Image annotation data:
******
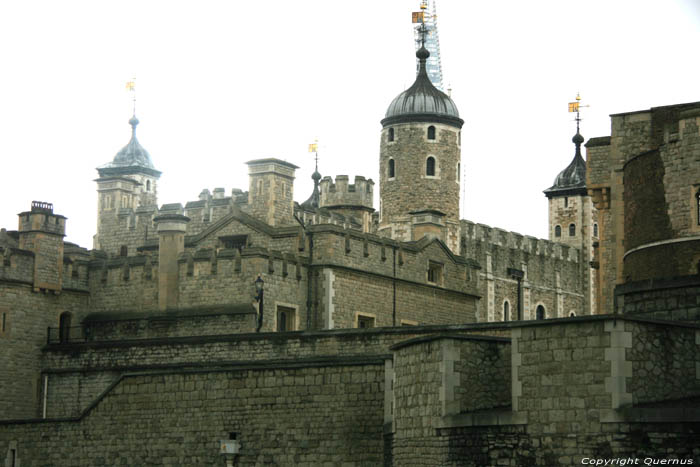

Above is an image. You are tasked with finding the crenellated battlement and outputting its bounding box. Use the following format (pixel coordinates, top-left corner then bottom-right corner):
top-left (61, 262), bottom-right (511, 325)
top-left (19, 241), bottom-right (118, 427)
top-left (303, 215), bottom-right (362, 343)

top-left (320, 175), bottom-right (374, 209)
top-left (461, 219), bottom-right (579, 263)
******
* WHAT YOU HAVE TO DO *
Copy out the lines above word for word, omitting the pictures.

* CORRECT ANSWER *
Above is an image. You are tasked with finding the crenellated battlement and outputting its bounding box. Use the following format (pixel coordinates, top-left corner then bottom-right corner):
top-left (61, 262), bottom-right (511, 325)
top-left (19, 241), bottom-right (118, 427)
top-left (303, 215), bottom-right (362, 343)

top-left (320, 175), bottom-right (374, 209)
top-left (461, 219), bottom-right (579, 263)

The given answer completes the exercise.